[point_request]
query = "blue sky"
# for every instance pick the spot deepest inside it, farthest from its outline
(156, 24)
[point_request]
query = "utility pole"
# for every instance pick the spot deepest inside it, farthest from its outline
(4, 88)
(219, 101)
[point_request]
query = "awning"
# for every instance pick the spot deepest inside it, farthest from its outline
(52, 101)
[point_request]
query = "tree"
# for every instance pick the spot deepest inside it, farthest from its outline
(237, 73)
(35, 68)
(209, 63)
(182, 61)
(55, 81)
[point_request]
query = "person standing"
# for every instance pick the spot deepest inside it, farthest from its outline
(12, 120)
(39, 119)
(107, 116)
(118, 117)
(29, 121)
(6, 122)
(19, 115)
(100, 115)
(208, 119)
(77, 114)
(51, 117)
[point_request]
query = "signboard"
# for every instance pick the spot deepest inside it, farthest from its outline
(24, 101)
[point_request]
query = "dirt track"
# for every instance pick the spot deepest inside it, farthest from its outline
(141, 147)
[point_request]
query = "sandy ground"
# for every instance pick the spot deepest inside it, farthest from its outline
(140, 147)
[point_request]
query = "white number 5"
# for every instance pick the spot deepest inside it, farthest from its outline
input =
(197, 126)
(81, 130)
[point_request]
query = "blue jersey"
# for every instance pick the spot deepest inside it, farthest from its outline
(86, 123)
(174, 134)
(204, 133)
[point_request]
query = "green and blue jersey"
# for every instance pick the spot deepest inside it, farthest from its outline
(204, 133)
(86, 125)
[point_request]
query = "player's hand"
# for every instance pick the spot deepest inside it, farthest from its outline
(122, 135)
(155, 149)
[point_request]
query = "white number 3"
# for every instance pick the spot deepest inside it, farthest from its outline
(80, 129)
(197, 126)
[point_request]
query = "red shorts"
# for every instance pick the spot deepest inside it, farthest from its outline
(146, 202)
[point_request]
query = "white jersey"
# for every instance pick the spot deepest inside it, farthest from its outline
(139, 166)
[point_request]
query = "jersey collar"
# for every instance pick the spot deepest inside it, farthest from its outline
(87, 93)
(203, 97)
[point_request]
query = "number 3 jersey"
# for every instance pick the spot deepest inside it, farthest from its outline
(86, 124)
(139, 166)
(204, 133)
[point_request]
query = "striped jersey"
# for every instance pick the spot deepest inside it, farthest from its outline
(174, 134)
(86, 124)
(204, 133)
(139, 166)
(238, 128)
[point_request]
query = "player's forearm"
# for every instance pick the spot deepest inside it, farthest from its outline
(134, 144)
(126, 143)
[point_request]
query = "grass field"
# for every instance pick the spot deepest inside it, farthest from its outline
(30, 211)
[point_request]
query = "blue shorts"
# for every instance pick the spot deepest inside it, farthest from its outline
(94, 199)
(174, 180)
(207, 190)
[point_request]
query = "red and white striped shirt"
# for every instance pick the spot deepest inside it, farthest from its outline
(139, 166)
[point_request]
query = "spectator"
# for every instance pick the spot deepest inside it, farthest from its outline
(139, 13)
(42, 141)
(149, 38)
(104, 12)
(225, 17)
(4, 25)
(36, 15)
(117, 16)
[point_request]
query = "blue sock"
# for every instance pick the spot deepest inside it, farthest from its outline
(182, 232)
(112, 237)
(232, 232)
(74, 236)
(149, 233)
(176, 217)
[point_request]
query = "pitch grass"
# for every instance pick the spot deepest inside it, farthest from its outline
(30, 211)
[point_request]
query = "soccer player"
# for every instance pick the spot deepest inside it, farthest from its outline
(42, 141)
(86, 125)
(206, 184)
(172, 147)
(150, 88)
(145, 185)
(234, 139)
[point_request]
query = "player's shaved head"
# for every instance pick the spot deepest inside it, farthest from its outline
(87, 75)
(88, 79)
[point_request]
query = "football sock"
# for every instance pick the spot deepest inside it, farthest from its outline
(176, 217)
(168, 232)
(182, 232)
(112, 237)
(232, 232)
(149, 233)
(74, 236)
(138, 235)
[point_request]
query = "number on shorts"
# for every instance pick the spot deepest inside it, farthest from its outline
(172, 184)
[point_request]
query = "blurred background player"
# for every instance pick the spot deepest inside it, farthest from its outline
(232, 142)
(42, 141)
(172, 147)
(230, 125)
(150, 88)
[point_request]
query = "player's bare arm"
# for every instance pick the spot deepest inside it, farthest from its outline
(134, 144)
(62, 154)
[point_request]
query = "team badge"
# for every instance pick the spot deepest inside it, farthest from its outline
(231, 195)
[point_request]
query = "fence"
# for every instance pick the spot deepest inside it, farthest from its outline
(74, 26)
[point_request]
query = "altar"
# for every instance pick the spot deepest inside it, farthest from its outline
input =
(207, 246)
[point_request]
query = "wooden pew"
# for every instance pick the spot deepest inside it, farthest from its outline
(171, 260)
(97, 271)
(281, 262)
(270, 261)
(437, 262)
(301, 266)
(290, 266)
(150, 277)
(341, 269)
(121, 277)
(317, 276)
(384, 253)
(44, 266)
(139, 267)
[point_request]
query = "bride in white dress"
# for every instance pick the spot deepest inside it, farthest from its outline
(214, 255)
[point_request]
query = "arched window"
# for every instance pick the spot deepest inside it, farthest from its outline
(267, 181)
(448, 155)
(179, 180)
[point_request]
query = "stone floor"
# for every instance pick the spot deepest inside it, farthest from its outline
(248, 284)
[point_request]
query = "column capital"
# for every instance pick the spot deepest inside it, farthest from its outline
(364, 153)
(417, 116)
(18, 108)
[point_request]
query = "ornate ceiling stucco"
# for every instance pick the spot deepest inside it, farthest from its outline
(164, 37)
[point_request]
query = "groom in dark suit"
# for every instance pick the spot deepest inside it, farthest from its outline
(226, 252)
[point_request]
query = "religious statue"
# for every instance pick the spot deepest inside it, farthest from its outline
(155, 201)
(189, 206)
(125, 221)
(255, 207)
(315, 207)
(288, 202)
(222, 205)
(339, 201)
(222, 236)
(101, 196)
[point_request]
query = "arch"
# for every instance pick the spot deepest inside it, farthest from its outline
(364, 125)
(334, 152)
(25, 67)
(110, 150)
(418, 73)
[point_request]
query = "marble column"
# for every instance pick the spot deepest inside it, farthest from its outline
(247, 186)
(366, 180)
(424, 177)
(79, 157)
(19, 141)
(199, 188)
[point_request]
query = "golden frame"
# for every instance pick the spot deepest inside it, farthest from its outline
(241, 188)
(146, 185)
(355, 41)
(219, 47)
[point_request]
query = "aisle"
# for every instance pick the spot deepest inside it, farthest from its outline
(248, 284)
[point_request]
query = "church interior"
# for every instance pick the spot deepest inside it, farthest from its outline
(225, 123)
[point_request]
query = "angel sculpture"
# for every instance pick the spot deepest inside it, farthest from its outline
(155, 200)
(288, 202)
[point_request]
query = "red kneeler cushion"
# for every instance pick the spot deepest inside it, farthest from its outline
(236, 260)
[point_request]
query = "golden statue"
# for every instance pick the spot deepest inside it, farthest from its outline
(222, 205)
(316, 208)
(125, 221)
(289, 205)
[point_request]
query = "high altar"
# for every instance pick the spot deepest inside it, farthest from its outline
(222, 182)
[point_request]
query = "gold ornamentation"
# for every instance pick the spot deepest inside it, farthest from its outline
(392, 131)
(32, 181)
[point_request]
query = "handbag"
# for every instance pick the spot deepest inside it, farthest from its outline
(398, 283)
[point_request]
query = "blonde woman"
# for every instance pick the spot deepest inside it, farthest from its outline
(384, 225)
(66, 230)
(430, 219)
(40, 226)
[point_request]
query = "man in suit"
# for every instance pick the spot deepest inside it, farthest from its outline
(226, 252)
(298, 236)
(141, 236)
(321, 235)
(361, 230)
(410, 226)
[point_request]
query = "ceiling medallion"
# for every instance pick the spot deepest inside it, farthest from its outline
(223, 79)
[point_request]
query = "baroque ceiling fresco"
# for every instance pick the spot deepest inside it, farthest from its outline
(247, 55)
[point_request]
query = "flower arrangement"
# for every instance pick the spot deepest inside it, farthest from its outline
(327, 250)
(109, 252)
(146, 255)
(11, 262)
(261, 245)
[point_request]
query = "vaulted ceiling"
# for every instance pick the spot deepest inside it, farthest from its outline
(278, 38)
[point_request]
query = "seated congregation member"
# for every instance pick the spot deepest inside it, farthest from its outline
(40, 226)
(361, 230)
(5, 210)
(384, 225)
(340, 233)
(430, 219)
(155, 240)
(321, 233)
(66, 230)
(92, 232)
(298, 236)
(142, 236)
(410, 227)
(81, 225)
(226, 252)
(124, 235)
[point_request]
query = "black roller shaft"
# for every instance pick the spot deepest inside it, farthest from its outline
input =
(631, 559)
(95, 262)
+++
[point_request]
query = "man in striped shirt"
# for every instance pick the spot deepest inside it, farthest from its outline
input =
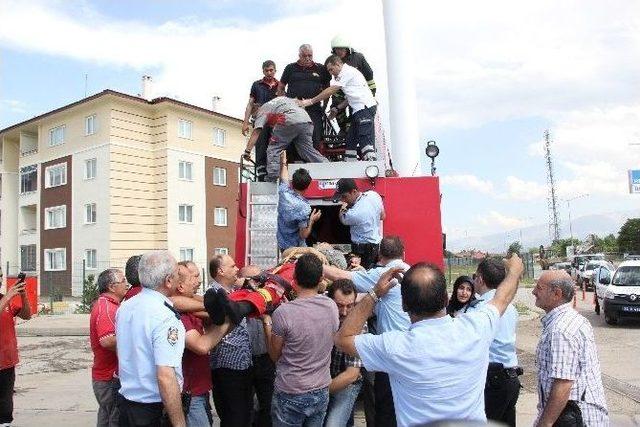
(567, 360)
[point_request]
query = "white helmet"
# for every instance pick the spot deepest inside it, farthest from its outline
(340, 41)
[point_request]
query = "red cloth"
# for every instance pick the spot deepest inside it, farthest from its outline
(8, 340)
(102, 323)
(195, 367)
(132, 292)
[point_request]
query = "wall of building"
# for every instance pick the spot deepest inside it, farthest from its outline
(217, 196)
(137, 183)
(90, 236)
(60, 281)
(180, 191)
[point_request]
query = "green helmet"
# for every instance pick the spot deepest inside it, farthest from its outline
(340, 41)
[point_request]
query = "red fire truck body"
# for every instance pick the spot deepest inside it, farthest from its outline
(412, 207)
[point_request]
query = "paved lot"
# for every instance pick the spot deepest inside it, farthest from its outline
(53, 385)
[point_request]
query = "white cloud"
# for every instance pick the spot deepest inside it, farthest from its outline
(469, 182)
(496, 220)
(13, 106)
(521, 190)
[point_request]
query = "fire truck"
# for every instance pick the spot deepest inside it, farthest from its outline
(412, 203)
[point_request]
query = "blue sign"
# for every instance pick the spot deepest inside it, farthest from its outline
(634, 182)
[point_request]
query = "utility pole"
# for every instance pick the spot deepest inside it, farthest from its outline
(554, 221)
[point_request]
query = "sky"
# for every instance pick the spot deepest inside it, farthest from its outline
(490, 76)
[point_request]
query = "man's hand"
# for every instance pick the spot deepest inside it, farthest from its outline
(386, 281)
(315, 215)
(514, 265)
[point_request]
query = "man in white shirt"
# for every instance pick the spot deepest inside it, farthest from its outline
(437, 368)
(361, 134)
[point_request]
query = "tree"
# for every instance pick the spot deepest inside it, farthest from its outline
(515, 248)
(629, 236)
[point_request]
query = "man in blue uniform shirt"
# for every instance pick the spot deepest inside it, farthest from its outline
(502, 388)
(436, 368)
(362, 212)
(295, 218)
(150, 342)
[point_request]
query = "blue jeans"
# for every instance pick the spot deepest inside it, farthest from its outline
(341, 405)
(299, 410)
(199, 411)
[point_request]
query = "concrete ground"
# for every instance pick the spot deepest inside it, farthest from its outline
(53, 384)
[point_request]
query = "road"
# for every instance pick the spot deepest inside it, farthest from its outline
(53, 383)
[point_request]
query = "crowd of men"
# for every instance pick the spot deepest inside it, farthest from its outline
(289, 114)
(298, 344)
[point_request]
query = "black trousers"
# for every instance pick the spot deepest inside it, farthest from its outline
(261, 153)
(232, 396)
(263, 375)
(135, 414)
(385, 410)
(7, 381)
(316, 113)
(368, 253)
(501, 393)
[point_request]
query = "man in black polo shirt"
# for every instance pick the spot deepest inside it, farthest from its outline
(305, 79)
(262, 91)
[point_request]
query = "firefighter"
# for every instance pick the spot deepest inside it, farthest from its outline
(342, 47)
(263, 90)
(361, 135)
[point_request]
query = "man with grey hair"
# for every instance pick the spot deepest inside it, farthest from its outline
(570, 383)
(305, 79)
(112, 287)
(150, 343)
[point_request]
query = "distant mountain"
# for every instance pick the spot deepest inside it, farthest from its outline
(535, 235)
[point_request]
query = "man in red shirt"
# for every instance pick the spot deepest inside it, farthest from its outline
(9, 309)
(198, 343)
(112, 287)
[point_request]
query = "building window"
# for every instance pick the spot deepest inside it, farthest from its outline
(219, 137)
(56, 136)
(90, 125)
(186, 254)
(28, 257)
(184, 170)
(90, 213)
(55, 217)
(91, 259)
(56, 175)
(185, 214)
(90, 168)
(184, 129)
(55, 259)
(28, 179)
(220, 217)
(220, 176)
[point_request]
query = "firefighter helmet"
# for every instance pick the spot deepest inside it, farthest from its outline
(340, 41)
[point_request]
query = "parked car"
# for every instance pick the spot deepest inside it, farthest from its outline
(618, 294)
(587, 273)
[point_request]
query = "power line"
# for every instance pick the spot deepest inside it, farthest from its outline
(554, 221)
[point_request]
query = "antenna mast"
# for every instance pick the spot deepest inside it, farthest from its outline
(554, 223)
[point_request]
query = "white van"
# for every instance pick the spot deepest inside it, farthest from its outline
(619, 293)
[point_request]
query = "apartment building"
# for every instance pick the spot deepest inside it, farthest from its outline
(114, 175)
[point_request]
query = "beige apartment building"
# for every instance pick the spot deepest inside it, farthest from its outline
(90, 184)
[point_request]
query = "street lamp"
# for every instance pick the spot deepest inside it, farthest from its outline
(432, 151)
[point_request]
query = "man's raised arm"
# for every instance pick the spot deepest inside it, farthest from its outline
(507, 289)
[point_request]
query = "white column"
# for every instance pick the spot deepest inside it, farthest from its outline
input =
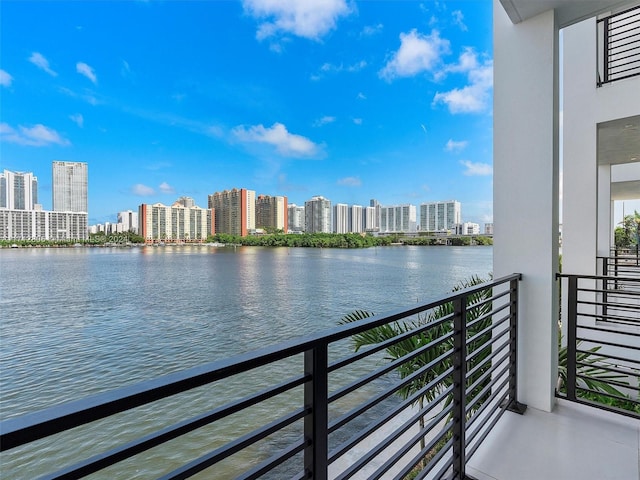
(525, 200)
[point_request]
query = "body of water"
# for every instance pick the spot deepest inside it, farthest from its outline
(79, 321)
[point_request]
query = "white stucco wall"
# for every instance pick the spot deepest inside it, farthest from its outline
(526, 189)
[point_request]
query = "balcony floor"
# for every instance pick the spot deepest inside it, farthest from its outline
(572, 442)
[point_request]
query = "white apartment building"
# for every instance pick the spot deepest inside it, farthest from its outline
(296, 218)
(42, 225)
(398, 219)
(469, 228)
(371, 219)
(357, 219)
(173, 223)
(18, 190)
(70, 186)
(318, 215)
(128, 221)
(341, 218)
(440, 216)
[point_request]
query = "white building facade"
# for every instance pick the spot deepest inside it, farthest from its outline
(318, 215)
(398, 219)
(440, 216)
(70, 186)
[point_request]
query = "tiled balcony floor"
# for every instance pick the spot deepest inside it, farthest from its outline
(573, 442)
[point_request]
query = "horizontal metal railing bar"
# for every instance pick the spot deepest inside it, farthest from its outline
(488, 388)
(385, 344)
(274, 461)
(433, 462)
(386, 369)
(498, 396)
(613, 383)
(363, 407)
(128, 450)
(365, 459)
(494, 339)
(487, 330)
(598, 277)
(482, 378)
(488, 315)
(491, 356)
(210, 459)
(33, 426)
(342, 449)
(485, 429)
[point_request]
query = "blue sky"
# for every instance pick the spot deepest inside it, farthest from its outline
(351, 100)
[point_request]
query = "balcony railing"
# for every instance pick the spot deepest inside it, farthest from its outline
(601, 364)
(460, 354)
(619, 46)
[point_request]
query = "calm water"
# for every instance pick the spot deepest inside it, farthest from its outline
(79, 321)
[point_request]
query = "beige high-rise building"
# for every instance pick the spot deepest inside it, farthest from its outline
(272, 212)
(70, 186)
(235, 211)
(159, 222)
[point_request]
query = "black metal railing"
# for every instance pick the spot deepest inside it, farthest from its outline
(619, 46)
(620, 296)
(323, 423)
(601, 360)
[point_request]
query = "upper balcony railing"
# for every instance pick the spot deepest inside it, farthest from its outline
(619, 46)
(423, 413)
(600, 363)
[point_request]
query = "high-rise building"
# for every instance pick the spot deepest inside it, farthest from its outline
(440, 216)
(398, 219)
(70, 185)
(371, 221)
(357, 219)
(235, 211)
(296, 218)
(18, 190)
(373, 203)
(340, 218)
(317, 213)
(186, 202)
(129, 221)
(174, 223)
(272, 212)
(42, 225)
+++
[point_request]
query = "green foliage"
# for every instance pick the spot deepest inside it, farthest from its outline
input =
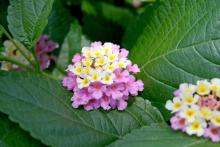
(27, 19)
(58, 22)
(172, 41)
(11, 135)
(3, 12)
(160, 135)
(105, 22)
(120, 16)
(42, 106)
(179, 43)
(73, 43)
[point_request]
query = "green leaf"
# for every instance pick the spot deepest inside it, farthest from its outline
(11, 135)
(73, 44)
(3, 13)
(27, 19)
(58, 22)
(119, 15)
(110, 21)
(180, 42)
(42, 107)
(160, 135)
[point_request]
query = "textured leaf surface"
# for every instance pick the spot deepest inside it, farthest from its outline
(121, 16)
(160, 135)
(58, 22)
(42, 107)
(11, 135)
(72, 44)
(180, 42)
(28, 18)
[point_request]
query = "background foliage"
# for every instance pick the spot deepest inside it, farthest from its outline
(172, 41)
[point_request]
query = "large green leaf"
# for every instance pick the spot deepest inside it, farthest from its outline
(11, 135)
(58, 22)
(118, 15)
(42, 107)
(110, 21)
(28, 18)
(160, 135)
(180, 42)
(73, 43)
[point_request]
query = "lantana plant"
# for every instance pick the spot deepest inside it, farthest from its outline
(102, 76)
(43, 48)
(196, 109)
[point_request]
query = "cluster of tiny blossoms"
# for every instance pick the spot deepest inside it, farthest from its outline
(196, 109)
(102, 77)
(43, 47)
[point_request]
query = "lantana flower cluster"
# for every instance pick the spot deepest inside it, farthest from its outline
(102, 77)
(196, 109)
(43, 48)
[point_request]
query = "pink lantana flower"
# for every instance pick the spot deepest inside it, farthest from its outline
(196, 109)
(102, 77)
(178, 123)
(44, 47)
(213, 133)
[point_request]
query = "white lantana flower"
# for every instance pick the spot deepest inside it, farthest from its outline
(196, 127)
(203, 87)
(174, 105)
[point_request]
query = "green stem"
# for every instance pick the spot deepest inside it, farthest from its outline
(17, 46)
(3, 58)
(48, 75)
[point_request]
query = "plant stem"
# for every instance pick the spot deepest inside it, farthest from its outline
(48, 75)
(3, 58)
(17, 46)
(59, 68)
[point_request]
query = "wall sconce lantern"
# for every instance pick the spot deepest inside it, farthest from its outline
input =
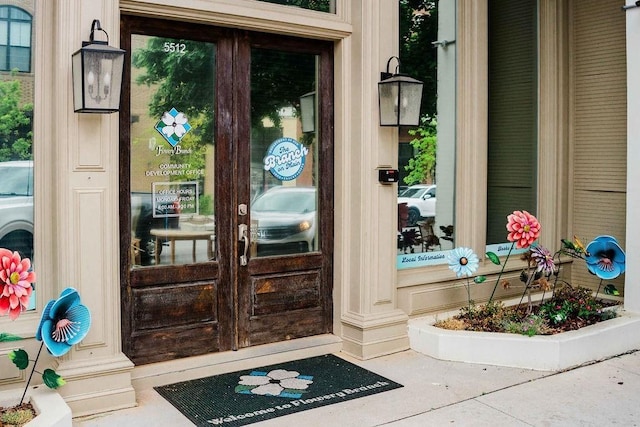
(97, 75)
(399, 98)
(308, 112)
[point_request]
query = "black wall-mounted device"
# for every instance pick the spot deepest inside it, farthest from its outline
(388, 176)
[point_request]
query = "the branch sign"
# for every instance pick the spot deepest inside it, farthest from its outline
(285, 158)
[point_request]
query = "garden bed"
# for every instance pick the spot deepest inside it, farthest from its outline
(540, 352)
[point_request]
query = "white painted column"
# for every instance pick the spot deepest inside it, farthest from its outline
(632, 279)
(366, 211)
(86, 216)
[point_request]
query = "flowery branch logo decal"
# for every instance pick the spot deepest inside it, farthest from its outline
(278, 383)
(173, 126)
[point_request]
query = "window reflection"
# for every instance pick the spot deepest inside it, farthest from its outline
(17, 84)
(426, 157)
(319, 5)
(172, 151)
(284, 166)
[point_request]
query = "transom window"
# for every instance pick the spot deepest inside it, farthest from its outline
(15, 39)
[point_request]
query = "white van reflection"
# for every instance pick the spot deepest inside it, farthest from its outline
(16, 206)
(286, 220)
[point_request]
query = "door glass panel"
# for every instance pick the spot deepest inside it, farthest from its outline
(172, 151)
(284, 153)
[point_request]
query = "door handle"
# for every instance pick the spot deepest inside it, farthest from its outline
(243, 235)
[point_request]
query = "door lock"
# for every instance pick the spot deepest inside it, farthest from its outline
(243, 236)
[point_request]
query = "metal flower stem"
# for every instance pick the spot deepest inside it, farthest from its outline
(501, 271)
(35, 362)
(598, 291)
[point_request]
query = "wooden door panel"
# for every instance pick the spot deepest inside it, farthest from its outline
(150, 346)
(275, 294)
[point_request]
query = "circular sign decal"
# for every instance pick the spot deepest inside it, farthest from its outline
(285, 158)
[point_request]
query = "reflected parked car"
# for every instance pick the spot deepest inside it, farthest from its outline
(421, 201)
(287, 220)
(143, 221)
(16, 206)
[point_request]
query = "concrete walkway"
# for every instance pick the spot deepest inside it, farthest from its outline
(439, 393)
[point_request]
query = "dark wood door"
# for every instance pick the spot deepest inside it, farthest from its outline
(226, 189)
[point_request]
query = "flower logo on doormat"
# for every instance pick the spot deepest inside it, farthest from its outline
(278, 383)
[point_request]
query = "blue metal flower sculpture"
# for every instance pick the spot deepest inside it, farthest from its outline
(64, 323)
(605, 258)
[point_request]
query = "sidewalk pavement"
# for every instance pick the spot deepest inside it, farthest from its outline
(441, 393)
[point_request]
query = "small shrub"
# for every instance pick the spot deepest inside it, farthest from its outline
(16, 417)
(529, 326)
+++
» TREŚĆ ZADANIA: Zbierz z powyższego listingu wszystkie wiersze, w których występuje ciąg „player”. Wielkość liter ma znaczenie.

» ODPOWIEDŹ:
query = "player's hand"
query = "player's forearm"
query = "soccer player"
query = "player's shaved head"
query = "blurred background player"
query = "player's bare arm"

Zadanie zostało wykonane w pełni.